* **WORK REQUIRED**
A word-for-word copy of all entries is required, without images.

───── INFORMATION GIVEN

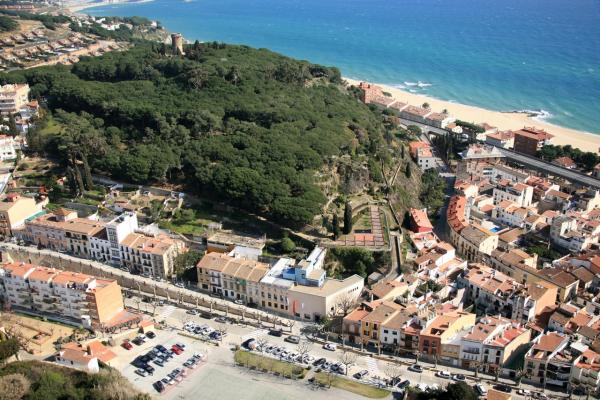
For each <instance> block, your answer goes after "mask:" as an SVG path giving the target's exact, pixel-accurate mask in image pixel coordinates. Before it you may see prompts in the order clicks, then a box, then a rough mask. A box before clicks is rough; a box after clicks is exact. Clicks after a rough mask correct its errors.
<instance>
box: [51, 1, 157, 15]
mask: <svg viewBox="0 0 600 400" xmlns="http://www.w3.org/2000/svg"><path fill="white" fill-rule="evenodd" d="M152 1H154V0H103V1H99V2H87V1H79V2H76V3H73V4H67V5H65V6H63V7H61V8H62V9H63V10H66V11H68V12H70V13H72V14H77V13H81V12H82V11H84V10H87V9H88V8H95V7H106V6H113V5H118V4H141V3H150V2H152Z"/></svg>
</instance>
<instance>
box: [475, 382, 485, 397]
mask: <svg viewBox="0 0 600 400" xmlns="http://www.w3.org/2000/svg"><path fill="white" fill-rule="evenodd" d="M475 391H476V392H477V394H478V395H480V396H485V395H487V389H486V388H485V386H483V385H481V384H479V383H477V384H476V385H475Z"/></svg>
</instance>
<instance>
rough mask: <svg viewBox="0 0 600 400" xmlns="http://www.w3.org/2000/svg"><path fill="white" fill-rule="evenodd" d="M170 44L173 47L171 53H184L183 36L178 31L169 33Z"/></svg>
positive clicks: (183, 53)
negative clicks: (183, 46)
mask: <svg viewBox="0 0 600 400" xmlns="http://www.w3.org/2000/svg"><path fill="white" fill-rule="evenodd" d="M171 46H172V47H173V54H177V55H181V56H182V55H184V54H185V53H184V52H183V36H181V34H180V33H173V34H172V35H171Z"/></svg>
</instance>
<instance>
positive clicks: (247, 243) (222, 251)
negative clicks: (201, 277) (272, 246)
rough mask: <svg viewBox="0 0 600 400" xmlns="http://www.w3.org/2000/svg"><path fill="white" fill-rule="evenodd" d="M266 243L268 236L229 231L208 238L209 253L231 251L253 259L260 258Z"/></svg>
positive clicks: (256, 258)
mask: <svg viewBox="0 0 600 400" xmlns="http://www.w3.org/2000/svg"><path fill="white" fill-rule="evenodd" d="M265 245H266V238H265V237H264V236H263V237H260V238H259V237H251V236H240V235H236V234H233V233H229V232H217V233H214V234H212V235H210V236H209V237H208V238H207V239H206V251H207V252H208V253H211V252H217V253H231V252H235V254H237V255H239V256H240V257H244V258H248V259H251V260H258V257H259V256H260V255H261V254H262V251H263V249H264V248H265Z"/></svg>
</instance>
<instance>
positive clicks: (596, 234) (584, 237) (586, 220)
mask: <svg viewBox="0 0 600 400" xmlns="http://www.w3.org/2000/svg"><path fill="white" fill-rule="evenodd" d="M599 236H600V221H598V220H592V221H590V220H586V219H584V218H582V217H579V216H567V215H563V216H559V217H557V218H554V220H553V221H552V225H551V227H550V239H551V240H552V242H553V243H554V244H556V245H558V246H560V247H562V248H564V249H568V250H569V251H571V252H573V253H579V252H582V251H585V250H588V249H589V248H590V247H591V246H592V245H593V244H596V243H598V237H599Z"/></svg>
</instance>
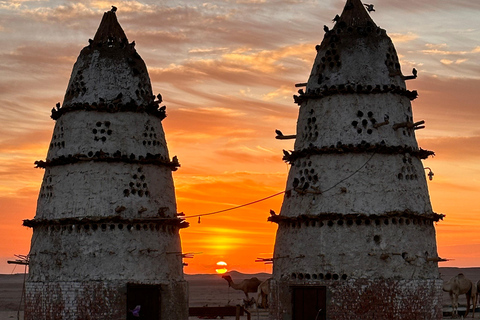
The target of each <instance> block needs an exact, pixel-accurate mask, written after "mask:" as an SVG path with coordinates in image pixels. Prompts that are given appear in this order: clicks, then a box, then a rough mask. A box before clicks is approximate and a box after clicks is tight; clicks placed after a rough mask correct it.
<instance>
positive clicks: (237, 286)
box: [222, 275, 261, 300]
mask: <svg viewBox="0 0 480 320" xmlns="http://www.w3.org/2000/svg"><path fill="white" fill-rule="evenodd" d="M222 278H223V279H225V280H227V282H228V286H229V287H232V288H233V289H235V290H241V291H243V293H245V296H246V297H247V300H249V299H250V298H249V297H248V293H249V292H257V290H258V286H259V285H260V283H261V281H260V280H258V278H256V277H253V278H251V279H245V280H242V282H240V283H234V282H233V280H232V277H230V276H229V275H225V276H222Z"/></svg>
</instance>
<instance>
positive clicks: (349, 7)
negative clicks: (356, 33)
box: [335, 0, 376, 27]
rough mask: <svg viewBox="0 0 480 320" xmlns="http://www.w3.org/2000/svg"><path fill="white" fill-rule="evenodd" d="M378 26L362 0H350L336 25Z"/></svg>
mask: <svg viewBox="0 0 480 320" xmlns="http://www.w3.org/2000/svg"><path fill="white" fill-rule="evenodd" d="M337 26H338V27H342V26H343V27H345V26H346V27H359V26H371V27H376V24H375V22H374V21H373V19H372V18H371V17H370V14H368V12H367V10H366V9H365V6H364V5H363V3H362V2H361V1H360V0H348V1H347V3H346V4H345V7H344V8H343V12H342V14H341V16H340V19H339V21H338V22H337V24H336V25H335V27H337Z"/></svg>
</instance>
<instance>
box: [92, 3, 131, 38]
mask: <svg viewBox="0 0 480 320" xmlns="http://www.w3.org/2000/svg"><path fill="white" fill-rule="evenodd" d="M109 39H110V40H113V39H116V40H117V41H127V36H126V35H125V32H124V31H123V29H122V27H121V26H120V23H118V20H117V15H116V14H115V12H114V11H112V10H110V11H108V12H105V13H104V14H103V18H102V21H101V22H100V25H99V26H98V30H97V33H96V34H95V37H94V38H93V43H96V44H98V43H102V42H106V41H108V40H109Z"/></svg>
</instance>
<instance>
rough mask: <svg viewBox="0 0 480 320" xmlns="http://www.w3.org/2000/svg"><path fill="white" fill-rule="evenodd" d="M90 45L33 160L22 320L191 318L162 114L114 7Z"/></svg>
mask: <svg viewBox="0 0 480 320" xmlns="http://www.w3.org/2000/svg"><path fill="white" fill-rule="evenodd" d="M89 42H90V44H89V45H88V46H87V47H85V48H83V50H82V51H81V52H80V55H79V57H78V59H77V62H76V63H75V65H74V67H73V71H72V75H71V78H70V82H69V84H68V88H67V92H66V94H65V98H64V101H63V104H62V105H61V106H60V104H58V105H57V107H56V108H54V109H53V110H52V118H53V119H54V120H55V121H56V124H55V129H54V131H53V137H52V141H51V144H50V148H49V150H48V154H47V158H46V160H45V161H37V162H36V164H37V166H38V167H40V168H44V169H45V176H44V178H43V183H42V186H41V190H40V195H39V198H38V204H37V212H36V215H35V218H34V219H32V220H25V221H24V225H25V226H28V227H32V228H33V236H32V243H31V251H30V271H29V275H28V280H27V283H26V306H25V319H30V320H38V319H69V320H71V319H79V320H80V319H82V320H84V319H169V320H170V319H182V320H183V319H187V318H188V295H187V283H186V281H184V278H183V266H182V257H181V244H180V236H179V229H180V228H183V227H186V226H187V223H186V222H184V221H183V220H181V219H179V218H178V217H177V214H176V201H175V193H174V185H173V179H172V170H176V168H177V167H178V166H179V164H178V162H177V160H176V157H174V158H173V160H170V158H169V154H168V150H167V145H166V142H165V134H164V132H163V127H162V119H163V118H165V108H164V107H161V105H159V103H160V102H161V99H159V100H154V96H153V93H152V87H151V84H150V79H149V75H148V72H147V68H146V66H145V63H144V62H143V60H142V58H141V57H140V56H139V55H138V53H137V52H136V50H135V48H134V45H135V44H134V43H128V41H127V37H126V36H125V33H124V32H123V30H122V28H121V26H120V25H119V23H118V21H117V18H116V14H115V11H114V10H112V11H110V12H106V13H105V15H104V16H103V19H102V22H101V24H100V26H99V28H98V31H97V33H96V35H95V37H94V39H93V40H90V41H89ZM136 306H140V310H139V316H140V317H136V316H135V315H134V313H137V312H138V308H137V309H135V308H136Z"/></svg>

──────────

* **REPLY TO THE EXERCISE**
For each <instance> block, your answer goes after "mask:" as an SVG path giving the target's exact, pixel-accurate mask in image pixel coordinates. Before it you may see prompts in the order clicks, then a box, then a rough mask. A box before clicks is rough; a box after clicks is exact. Clicks after a rough mask correct its errors.
<instance>
box: [51, 1, 157, 15]
mask: <svg viewBox="0 0 600 400" xmlns="http://www.w3.org/2000/svg"><path fill="white" fill-rule="evenodd" d="M152 1H154V0H103V1H99V2H87V1H79V2H76V3H73V4H67V5H65V6H63V7H61V8H62V9H63V10H66V11H68V12H70V13H72V14H77V13H81V12H82V11H84V10H87V9H88V8H95V7H106V6H113V5H118V4H141V3H150V2H152Z"/></svg>
</instance>
<instance>
box: [475, 382, 485, 397]
mask: <svg viewBox="0 0 600 400" xmlns="http://www.w3.org/2000/svg"><path fill="white" fill-rule="evenodd" d="M475 391H476V392H477V394H478V395H480V396H485V395H487V389H486V388H485V386H483V385H481V384H479V383H477V384H476V385H475Z"/></svg>
</instance>
<instance>
rough mask: <svg viewBox="0 0 600 400" xmlns="http://www.w3.org/2000/svg"><path fill="white" fill-rule="evenodd" d="M170 44L173 47L171 53H184L183 36L178 31L169 33Z"/></svg>
positive clicks: (183, 53)
negative clicks: (183, 46)
mask: <svg viewBox="0 0 600 400" xmlns="http://www.w3.org/2000/svg"><path fill="white" fill-rule="evenodd" d="M171 46H172V47H173V54H177V55H181V56H182V55H184V54H185V53H184V52H183V36H181V34H180V33H173V34H172V35H171Z"/></svg>
</instance>
<instance>
positive clicks: (247, 243) (222, 251)
negative clicks: (201, 277) (272, 246)
rough mask: <svg viewBox="0 0 600 400" xmlns="http://www.w3.org/2000/svg"><path fill="white" fill-rule="evenodd" d="M266 243L268 236L229 231L208 238L209 253L231 251L253 259L260 258Z"/></svg>
positive clicks: (256, 258)
mask: <svg viewBox="0 0 600 400" xmlns="http://www.w3.org/2000/svg"><path fill="white" fill-rule="evenodd" d="M265 245H266V238H265V237H264V236H263V237H260V238H259V237H251V236H240V235H236V234H233V233H229V232H217V233H214V234H212V235H210V236H209V237H208V238H207V239H206V251H207V252H208V253H211V252H217V253H231V252H235V254H237V255H239V256H240V257H244V258H248V259H251V260H258V257H259V256H260V255H261V254H262V251H263V249H264V248H265Z"/></svg>
</instance>
<instance>
positive clicks: (596, 234) (584, 237) (586, 220)
mask: <svg viewBox="0 0 600 400" xmlns="http://www.w3.org/2000/svg"><path fill="white" fill-rule="evenodd" d="M599 236H600V221H598V220H592V221H590V220H586V219H584V218H582V217H579V216H567V215H563V216H559V217H557V218H554V220H553V221H552V225H551V227H550V239H551V240H552V242H553V243H554V244H556V245H558V246H560V247H562V248H564V249H568V250H569V251H571V252H573V253H579V252H582V251H585V250H588V249H589V248H590V247H591V246H592V245H593V244H596V243H598V237H599Z"/></svg>
</instance>
The target of each <instance> block needs an exact, pixel-accurate mask, written after "mask:" as an SVG path with coordinates in image pixels. Prompts that are given appear in this order: clicks, then a box, then a rough mask. A box before clicks is approximate and a box after clicks is tight; clicks placed after a rough mask correct it.
<instance>
positive clicks: (237, 286)
box: [222, 275, 261, 300]
mask: <svg viewBox="0 0 480 320" xmlns="http://www.w3.org/2000/svg"><path fill="white" fill-rule="evenodd" d="M222 278H223V279H225V280H227V282H228V286H229V287H232V288H233V289H235V290H241V291H243V293H245V296H246V297H247V300H249V299H250V298H249V297H248V293H249V292H257V290H258V286H259V285H260V283H261V281H260V280H258V278H256V277H253V278H251V279H245V280H242V282H240V283H234V282H233V280H232V277H230V276H229V275H225V276H222Z"/></svg>
</instance>
<instance>
positive clicks: (349, 7)
negative clicks: (356, 33)
box: [335, 0, 376, 27]
rough mask: <svg viewBox="0 0 480 320" xmlns="http://www.w3.org/2000/svg"><path fill="white" fill-rule="evenodd" d="M378 26L362 0H350L336 25Z"/></svg>
mask: <svg viewBox="0 0 480 320" xmlns="http://www.w3.org/2000/svg"><path fill="white" fill-rule="evenodd" d="M337 26H338V27H342V26H343V27H345V26H346V27H359V26H371V27H376V24H375V22H374V21H373V19H372V18H371V17H370V14H368V12H367V10H366V9H365V6H364V5H363V3H362V2H361V1H360V0H348V1H347V3H346V4H345V7H344V8H343V12H342V14H341V16H340V19H339V21H338V22H337V24H336V25H335V27H337Z"/></svg>
</instance>
<instance>
box: [92, 3, 131, 38]
mask: <svg viewBox="0 0 480 320" xmlns="http://www.w3.org/2000/svg"><path fill="white" fill-rule="evenodd" d="M109 39H110V40H113V39H116V40H117V41H127V36H126V35H125V32H124V31H123V29H122V27H121V26H120V23H118V20H117V15H116V14H115V12H114V11H112V10H110V11H108V12H105V13H104V14H103V18H102V21H101V22H100V25H99V26H98V30H97V33H96V34H95V37H94V38H93V43H96V44H98V43H102V42H106V41H108V40H109Z"/></svg>
</instance>
<instance>
rough mask: <svg viewBox="0 0 480 320" xmlns="http://www.w3.org/2000/svg"><path fill="white" fill-rule="evenodd" d="M90 45L33 160L22 320L191 318L162 114L114 7Z"/></svg>
mask: <svg viewBox="0 0 480 320" xmlns="http://www.w3.org/2000/svg"><path fill="white" fill-rule="evenodd" d="M89 42H90V44H89V45H88V46H87V47H85V48H83V50H82V51H81V52H80V55H79V57H78V59H77V62H76V63H75V65H74V67H73V71H72V75H71V78H70V82H69V84H68V88H67V92H66V94H65V98H64V101H63V104H62V105H61V106H60V104H58V105H57V107H56V108H54V109H53V110H52V118H53V119H54V120H55V121H56V124H55V129H54V131H53V137H52V141H51V144H50V148H49V150H48V154H47V158H46V160H45V161H37V162H36V164H37V166H38V167H40V168H44V169H45V176H44V178H43V183H42V186H41V190H40V195H39V198H38V204H37V212H36V215H35V218H34V219H32V220H25V221H24V225H25V226H28V227H32V228H33V236H32V243H31V251H30V271H29V275H28V280H27V283H26V306H25V319H30V320H38V319H69V320H71V319H79V320H80V319H82V320H84V319H169V320H170V319H182V320H183V319H187V318H188V295H187V283H186V281H184V278H183V266H182V257H181V244H180V236H179V229H180V228H183V227H186V226H187V223H186V222H184V221H183V220H181V219H179V218H178V217H177V214H176V201H175V193H174V185H173V179H172V170H176V168H177V167H178V166H179V164H178V162H177V160H176V157H174V158H173V160H170V158H169V154H168V150H167V145H166V142H165V134H164V132H163V127H162V119H163V118H165V108H164V107H161V105H159V103H160V102H161V99H159V100H154V96H153V93H152V87H151V84H150V79H149V75H148V72H147V68H146V66H145V63H144V62H143V60H142V58H141V57H140V56H139V55H138V53H137V52H136V50H135V48H134V45H135V44H134V43H128V41H127V37H126V36H125V33H124V32H123V30H122V28H121V26H120V25H119V23H118V21H117V18H116V14H115V11H114V10H112V11H110V12H106V13H105V15H104V16H103V19H102V22H101V24H100V26H99V28H98V31H97V33H96V35H95V37H94V39H93V40H90V41H89ZM136 306H140V310H139V316H140V317H136V316H135V315H134V313H137V312H138V308H137V309H135V308H136Z"/></svg>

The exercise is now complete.